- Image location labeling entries
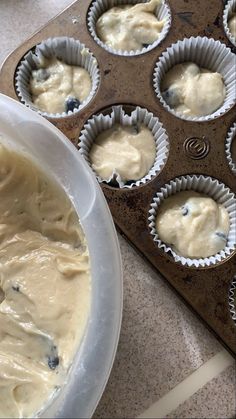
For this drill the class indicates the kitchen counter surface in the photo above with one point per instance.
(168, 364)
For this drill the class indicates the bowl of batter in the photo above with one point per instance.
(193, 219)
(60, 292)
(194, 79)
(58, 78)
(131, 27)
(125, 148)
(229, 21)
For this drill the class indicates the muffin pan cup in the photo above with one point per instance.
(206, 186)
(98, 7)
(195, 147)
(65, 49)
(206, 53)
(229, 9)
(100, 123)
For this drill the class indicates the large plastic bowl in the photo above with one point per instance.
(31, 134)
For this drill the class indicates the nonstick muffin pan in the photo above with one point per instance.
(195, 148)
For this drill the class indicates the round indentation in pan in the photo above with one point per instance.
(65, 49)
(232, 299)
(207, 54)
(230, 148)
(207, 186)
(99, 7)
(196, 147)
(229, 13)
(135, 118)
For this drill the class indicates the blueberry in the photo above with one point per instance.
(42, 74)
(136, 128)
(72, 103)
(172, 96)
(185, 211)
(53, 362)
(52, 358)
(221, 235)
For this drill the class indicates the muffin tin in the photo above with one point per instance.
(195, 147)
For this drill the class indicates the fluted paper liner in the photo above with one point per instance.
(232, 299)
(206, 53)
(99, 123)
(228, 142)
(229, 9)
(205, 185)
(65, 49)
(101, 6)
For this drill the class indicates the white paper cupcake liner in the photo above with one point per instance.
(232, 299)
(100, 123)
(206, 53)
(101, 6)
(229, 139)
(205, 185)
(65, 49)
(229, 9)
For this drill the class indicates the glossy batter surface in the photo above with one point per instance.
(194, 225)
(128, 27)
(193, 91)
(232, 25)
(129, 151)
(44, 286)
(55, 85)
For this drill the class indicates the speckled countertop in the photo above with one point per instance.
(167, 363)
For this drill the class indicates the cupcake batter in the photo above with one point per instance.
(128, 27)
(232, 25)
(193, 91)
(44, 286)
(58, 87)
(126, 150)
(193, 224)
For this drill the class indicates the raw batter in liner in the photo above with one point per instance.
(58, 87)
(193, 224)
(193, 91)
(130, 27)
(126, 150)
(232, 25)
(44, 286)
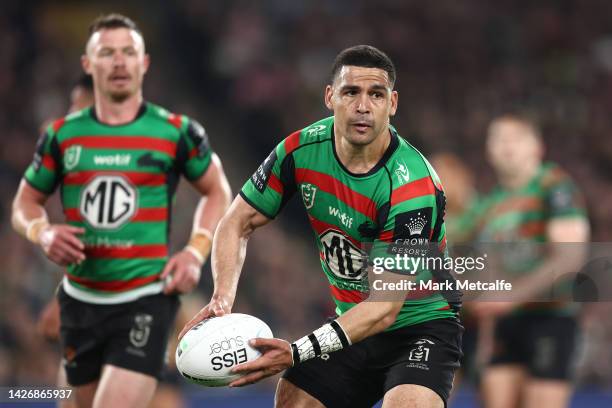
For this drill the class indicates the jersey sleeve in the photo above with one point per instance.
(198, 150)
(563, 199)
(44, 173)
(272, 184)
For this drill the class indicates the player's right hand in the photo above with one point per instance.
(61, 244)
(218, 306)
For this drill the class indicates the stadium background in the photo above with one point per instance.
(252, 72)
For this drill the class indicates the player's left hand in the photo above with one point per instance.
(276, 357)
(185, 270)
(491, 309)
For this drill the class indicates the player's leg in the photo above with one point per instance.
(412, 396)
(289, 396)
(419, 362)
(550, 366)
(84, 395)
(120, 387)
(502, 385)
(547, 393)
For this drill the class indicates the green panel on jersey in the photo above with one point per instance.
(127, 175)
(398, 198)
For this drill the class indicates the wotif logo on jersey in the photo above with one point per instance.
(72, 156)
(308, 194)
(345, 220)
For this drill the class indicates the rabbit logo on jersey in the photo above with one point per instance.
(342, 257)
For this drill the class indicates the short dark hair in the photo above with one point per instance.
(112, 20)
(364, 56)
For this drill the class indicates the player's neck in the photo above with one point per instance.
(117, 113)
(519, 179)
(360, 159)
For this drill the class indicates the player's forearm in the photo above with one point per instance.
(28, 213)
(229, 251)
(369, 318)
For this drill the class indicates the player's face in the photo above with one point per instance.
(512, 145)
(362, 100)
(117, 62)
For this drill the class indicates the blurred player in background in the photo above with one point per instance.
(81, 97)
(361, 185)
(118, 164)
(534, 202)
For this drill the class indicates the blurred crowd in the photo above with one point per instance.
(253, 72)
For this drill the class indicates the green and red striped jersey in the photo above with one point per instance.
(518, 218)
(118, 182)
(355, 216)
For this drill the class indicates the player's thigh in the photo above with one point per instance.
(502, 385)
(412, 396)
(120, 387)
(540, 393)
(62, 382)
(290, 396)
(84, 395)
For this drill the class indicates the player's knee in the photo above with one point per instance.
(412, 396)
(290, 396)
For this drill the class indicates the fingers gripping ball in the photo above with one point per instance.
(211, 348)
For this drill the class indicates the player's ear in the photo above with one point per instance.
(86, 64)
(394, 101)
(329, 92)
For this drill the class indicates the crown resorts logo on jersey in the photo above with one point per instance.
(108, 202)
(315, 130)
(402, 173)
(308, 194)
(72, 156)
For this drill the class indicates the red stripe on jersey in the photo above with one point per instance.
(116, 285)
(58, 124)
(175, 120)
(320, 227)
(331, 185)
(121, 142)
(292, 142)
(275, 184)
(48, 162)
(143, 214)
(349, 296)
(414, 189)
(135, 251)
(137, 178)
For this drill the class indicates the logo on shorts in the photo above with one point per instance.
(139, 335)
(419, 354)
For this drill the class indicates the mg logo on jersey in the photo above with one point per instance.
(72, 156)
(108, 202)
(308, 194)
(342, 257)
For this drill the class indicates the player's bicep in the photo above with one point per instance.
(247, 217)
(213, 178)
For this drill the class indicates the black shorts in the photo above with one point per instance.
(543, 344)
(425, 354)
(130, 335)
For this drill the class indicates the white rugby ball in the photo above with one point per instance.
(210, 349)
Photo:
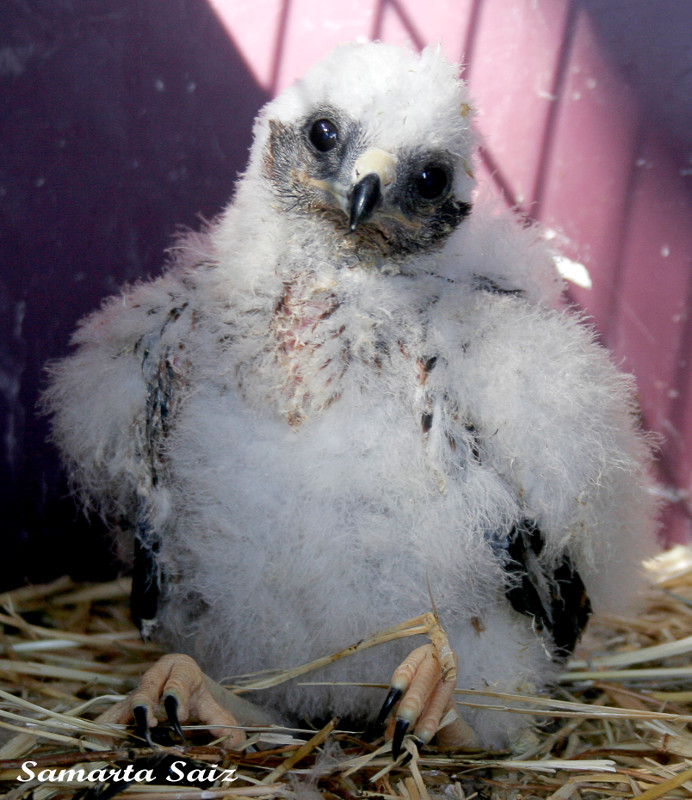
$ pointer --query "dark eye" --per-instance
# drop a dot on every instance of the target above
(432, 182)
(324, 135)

- EXERCISE
Copy out the records above in full, exactly as written, but not the pictures.

- RESPONSE
For this drill the class indicates the kitchen counter surface in the photo above with one point per instance.
(168, 364)
For this drill the class indicates the bowl of batter in the photo above with one point per instance.
(193, 219)
(60, 292)
(194, 79)
(58, 78)
(131, 27)
(125, 148)
(229, 21)
For this drill the class indicates the muffin pan cup in the photo above with one point per instance.
(206, 186)
(98, 7)
(195, 147)
(65, 49)
(206, 53)
(229, 9)
(100, 123)
For this drill the class indicates the large plastic bowl in the photo above with one point per instance.
(31, 134)
For this drill the class indicates the nonstick muffin pan in the photo above with one point per instance.
(195, 148)
For this drill the class indicates the round indentation in pan in the photo above with one point per instance.
(65, 49)
(232, 299)
(207, 54)
(230, 148)
(207, 186)
(99, 7)
(196, 147)
(229, 13)
(135, 118)
For this drill the class indicates the blueberry in the photo above with one point per instance.
(42, 74)
(136, 128)
(72, 103)
(172, 96)
(185, 211)
(53, 362)
(52, 358)
(221, 235)
For this drill the class indicates the muffin tin in the photo above with one point per instance.
(195, 147)
For this drill the class indicates the fluted paper liner in the photo above with one point per instance.
(232, 299)
(206, 53)
(99, 123)
(228, 142)
(229, 9)
(205, 185)
(65, 49)
(101, 6)
For this drill the class indicates the white paper cupcake liner in the photo above with one point per instance.
(232, 299)
(100, 123)
(206, 53)
(101, 6)
(229, 139)
(205, 185)
(65, 49)
(229, 9)
For this drill the class indicates the glossy batter surface in the photo above with one point per instance.
(194, 225)
(128, 27)
(193, 91)
(232, 25)
(129, 151)
(44, 286)
(55, 85)
For this drill the class indicates the speckled countertop in the photo above with one point per instance.
(167, 363)
For this drill the class indicates the cupcake batter in the photo above with one point per instance.
(128, 27)
(232, 25)
(193, 91)
(44, 286)
(58, 87)
(126, 150)
(193, 224)
For this drill the class indicates the raw batter in liner in the photo above with one point per instance.
(58, 87)
(193, 224)
(193, 91)
(130, 27)
(126, 150)
(232, 25)
(44, 286)
For this drill the class indicates the jersey sleeve in the photo above with one point per instance.
(198, 150)
(563, 199)
(44, 173)
(272, 184)
For this drill the class indicates the player's right hand in the photo above with one point per instance.
(61, 244)
(218, 306)
For this drill the class indicates the stadium background in the photo above with one point per instance.
(252, 72)
For this drill the class indicates the player's left hand in the photo above with one point per instance.
(276, 357)
(185, 270)
(491, 309)
For this drill the class indicates the player's leg in the photo above with one point per instance.
(412, 396)
(289, 396)
(419, 362)
(550, 366)
(84, 395)
(120, 387)
(502, 385)
(547, 393)
For this drill the class indicates the green panel on jersey in the photo above with one point per instance.
(127, 175)
(398, 198)
For this drill the class indicates the wotif logo on jersey in the photo above with one point per instance.
(72, 156)
(308, 194)
(345, 220)
For this drill the class indicates the rabbit logo on jersey in the photo above with one point per instance.
(342, 257)
For this drill the class indicates the short dark hair in the photo above with one point per instance.
(112, 20)
(364, 56)
For this drill the class indicates the player's neck in the photo above with one point per instance.
(117, 113)
(519, 179)
(360, 159)
For this drill the class indicates the player's forearm in the photo above with one point per instance.
(28, 213)
(229, 251)
(369, 318)
For this drill the class indicates the player's face in the photo above with one point per instance.
(512, 145)
(362, 100)
(117, 62)
For this drill the class indicates the blurred player in background in the photo above with one point per instance.
(81, 97)
(361, 185)
(118, 164)
(534, 202)
For this drill the class indicates the blurred crowd in the photo above with one point per instance.
(253, 72)
For this drill the class indicates the green and red striped jersey in the photo above with one point per instance.
(518, 218)
(118, 182)
(355, 216)
For this drill the class indicates the player's thigh in the photo above with one point per instance.
(502, 385)
(412, 396)
(120, 387)
(540, 393)
(62, 382)
(290, 396)
(84, 395)
For this drill the class indicates the player's knee in the photo above with one point per instance.
(412, 396)
(290, 396)
For this drill the class indicates the fingers gripping ball in the photo above with one point per instance.
(211, 348)
For this drill the class indicates the player's ear in the photo above with one point per instance.
(86, 64)
(394, 101)
(329, 92)
For this drill the class indicates the crown resorts logo on jersey in the photo above with one point per instance.
(108, 202)
(315, 130)
(402, 173)
(308, 194)
(72, 156)
For this drill the class indicates the red stripe on jersey in the photo above with one point per instance.
(116, 285)
(58, 124)
(175, 120)
(320, 227)
(331, 185)
(121, 142)
(292, 142)
(275, 184)
(48, 162)
(143, 214)
(349, 296)
(414, 189)
(135, 251)
(137, 178)
For this drill the class indicates the logo on shorts in the photo above with one point per instance.
(139, 335)
(419, 354)
For this drill the class indicates the mg logo on jersey in the photo above with one point per instance.
(72, 156)
(108, 202)
(308, 194)
(342, 257)
For this drill the class indicates the player's bicep in the photo above with one point per instance.
(247, 217)
(213, 178)
For this drill the class indicates the black shorts in the photo above with one point per instance.
(543, 344)
(425, 354)
(130, 335)
For this drill the class indicates the white rugby ball in the photo above with one point per instance.
(210, 349)
Photo:
$ pointer --query "dark eye" --per-instance
# drop a dot on every instance of the target above
(432, 182)
(324, 135)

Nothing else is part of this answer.